__Aim of the task__: From the line that includes "white car in this photo." down to the final line of the data below, copy every line exactly and leave the rest out.

__Available records__:
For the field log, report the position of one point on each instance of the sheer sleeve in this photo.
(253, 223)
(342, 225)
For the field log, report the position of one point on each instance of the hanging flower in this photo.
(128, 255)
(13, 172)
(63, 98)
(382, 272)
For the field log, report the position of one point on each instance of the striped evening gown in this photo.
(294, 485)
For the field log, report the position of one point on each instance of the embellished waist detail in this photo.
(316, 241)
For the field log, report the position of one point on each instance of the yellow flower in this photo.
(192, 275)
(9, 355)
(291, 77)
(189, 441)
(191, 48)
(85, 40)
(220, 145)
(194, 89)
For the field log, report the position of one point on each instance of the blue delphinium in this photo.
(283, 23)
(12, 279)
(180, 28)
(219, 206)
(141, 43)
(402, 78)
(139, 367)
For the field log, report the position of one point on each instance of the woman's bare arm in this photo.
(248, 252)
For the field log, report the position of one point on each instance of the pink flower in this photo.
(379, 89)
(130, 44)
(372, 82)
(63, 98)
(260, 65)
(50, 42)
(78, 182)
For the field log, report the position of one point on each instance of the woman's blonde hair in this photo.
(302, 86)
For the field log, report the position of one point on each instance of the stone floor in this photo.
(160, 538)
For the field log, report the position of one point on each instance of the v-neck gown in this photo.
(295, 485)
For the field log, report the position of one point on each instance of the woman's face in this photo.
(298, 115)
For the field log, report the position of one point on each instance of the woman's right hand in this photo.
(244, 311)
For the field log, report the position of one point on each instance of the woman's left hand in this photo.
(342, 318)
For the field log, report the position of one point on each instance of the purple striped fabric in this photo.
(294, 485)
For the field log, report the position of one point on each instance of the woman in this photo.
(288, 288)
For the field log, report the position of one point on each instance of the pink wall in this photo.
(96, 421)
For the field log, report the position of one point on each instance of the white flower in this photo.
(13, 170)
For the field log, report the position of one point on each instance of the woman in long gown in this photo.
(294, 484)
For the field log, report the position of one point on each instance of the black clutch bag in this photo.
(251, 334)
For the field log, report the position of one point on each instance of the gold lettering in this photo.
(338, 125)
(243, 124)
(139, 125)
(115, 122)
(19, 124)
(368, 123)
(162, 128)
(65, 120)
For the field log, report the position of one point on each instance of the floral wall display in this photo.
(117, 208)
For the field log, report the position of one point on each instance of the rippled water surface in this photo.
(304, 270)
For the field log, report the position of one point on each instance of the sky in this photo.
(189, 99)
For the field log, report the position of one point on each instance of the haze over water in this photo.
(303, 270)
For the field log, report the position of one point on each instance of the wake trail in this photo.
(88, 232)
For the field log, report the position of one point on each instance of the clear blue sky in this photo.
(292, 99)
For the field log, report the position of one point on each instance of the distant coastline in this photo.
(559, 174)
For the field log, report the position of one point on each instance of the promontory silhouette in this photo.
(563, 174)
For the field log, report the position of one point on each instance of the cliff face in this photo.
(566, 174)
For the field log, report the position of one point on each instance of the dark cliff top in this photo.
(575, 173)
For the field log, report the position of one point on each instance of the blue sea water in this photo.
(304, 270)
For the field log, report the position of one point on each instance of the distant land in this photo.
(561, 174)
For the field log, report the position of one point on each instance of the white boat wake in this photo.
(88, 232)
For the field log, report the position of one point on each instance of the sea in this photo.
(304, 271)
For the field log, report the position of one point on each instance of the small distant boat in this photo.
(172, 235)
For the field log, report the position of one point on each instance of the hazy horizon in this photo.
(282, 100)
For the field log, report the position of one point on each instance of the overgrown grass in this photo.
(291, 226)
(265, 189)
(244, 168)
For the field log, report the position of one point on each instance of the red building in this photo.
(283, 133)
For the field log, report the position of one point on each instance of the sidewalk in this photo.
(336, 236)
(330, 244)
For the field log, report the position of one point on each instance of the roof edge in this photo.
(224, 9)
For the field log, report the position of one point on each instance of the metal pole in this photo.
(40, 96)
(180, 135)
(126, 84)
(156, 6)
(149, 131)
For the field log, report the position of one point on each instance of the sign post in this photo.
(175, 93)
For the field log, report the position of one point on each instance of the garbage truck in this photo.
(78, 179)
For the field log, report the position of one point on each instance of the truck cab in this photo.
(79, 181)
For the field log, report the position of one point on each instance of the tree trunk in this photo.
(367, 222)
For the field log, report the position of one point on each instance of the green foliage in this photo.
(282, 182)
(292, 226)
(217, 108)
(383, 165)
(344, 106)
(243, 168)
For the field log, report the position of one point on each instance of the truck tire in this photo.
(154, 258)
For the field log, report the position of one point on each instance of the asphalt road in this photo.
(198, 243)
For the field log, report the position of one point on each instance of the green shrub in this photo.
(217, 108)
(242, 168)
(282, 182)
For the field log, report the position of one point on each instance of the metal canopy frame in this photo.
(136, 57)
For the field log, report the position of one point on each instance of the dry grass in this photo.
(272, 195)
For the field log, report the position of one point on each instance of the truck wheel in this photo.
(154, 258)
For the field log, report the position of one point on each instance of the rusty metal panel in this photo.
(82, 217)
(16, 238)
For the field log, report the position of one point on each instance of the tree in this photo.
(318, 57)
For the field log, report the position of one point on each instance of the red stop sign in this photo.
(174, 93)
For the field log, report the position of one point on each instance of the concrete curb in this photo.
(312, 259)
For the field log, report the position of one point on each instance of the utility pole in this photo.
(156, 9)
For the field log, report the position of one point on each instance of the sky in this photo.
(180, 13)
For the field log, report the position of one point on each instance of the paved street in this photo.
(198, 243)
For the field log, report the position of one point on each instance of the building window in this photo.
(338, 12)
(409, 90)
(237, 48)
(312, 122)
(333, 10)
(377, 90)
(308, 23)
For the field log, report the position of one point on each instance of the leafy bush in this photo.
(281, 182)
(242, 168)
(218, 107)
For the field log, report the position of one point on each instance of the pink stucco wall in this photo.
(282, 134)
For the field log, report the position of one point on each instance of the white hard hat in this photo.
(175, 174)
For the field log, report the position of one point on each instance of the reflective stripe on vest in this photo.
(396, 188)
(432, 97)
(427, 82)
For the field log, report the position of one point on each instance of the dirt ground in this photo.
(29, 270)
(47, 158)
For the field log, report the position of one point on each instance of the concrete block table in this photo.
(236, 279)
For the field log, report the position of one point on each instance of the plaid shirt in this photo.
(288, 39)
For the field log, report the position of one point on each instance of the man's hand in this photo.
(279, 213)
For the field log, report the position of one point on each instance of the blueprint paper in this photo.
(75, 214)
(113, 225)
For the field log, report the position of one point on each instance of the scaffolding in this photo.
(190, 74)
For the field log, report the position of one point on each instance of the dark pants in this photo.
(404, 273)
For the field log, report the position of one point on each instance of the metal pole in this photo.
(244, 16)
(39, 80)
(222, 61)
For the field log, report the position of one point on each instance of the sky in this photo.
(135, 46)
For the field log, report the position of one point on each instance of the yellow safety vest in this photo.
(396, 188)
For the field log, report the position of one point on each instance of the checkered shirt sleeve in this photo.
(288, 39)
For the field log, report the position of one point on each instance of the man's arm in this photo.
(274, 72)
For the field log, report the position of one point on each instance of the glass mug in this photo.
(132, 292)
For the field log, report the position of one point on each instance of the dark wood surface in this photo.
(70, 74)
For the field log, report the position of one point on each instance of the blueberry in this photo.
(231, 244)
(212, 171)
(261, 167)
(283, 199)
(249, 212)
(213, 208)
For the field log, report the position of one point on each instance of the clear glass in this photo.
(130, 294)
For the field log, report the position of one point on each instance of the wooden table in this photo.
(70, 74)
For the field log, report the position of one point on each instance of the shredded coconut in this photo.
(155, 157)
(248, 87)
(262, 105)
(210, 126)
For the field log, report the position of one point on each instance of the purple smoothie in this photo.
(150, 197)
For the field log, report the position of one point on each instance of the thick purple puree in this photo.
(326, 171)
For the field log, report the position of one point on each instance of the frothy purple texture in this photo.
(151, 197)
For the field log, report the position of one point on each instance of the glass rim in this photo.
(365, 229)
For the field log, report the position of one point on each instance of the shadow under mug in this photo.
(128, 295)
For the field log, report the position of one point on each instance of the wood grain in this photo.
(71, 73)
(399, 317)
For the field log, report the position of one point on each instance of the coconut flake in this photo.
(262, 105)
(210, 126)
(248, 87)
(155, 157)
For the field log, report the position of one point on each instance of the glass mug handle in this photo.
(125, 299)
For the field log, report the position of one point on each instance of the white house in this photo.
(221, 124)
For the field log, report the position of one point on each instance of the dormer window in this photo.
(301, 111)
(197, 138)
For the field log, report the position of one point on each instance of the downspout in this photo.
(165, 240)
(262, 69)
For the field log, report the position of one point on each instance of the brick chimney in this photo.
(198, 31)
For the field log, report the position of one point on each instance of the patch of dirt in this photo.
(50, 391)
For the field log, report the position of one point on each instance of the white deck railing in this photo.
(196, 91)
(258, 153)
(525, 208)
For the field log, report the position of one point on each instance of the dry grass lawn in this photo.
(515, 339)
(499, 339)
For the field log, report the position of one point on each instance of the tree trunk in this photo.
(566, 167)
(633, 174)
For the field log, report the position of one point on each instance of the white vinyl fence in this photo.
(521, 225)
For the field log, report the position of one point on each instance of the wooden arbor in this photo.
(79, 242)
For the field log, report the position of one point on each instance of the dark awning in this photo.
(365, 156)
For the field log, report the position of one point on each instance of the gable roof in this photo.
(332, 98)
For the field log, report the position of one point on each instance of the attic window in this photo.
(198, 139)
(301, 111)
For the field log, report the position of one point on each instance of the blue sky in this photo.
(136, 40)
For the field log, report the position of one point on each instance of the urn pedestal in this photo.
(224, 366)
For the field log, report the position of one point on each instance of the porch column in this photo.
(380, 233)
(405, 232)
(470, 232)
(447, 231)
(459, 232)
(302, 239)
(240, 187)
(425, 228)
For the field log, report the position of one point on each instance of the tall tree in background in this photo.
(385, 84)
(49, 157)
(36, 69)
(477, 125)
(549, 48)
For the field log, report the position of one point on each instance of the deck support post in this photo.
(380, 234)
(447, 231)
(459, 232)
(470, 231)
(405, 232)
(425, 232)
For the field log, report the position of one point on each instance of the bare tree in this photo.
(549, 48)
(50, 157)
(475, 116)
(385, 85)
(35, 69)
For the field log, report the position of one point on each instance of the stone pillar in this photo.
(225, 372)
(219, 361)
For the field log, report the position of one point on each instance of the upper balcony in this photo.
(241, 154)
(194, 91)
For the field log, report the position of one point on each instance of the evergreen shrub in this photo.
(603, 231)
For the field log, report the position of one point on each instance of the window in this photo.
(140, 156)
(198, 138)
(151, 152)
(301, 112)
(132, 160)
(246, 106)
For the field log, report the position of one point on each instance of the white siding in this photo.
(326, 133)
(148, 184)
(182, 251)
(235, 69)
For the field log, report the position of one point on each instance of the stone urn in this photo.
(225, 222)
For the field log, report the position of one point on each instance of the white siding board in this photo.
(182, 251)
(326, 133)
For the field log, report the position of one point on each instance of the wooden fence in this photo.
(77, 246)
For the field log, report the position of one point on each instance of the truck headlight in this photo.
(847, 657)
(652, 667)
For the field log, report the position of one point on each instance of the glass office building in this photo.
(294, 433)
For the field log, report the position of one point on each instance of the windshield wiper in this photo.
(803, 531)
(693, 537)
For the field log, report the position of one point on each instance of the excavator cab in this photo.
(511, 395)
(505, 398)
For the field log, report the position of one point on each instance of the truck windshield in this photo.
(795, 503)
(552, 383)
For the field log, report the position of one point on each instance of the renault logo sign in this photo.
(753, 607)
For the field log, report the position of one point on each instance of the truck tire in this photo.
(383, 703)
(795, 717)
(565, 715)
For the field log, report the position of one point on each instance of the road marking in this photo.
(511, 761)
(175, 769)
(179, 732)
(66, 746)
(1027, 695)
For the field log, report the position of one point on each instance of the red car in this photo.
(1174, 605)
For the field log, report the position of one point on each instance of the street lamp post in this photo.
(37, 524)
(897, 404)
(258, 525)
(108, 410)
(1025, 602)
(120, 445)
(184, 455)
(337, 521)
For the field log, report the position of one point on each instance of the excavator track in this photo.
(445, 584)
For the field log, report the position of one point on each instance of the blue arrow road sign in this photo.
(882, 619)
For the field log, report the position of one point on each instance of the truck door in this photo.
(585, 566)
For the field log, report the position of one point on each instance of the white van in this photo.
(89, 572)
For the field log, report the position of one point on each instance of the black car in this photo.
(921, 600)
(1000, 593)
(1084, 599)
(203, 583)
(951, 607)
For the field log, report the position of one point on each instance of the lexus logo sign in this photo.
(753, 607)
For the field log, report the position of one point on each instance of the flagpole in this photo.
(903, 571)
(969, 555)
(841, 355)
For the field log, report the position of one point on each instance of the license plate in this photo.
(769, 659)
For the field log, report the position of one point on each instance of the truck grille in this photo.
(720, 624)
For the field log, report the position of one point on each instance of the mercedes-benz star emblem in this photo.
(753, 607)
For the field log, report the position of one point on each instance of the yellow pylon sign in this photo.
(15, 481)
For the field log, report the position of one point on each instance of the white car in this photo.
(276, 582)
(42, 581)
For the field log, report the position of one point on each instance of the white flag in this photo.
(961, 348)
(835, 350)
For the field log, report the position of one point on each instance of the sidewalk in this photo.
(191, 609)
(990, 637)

__Answer to the exercise__:
For the field log, report the position of one point on each instance of the white car in this photo.
(276, 582)
(42, 581)
For the field log, report the position of one point on each instance of the white flag in this photo.
(961, 348)
(835, 350)
For the field log, report the position of one point on each instance of the sidewalk in this photo.
(191, 609)
(990, 637)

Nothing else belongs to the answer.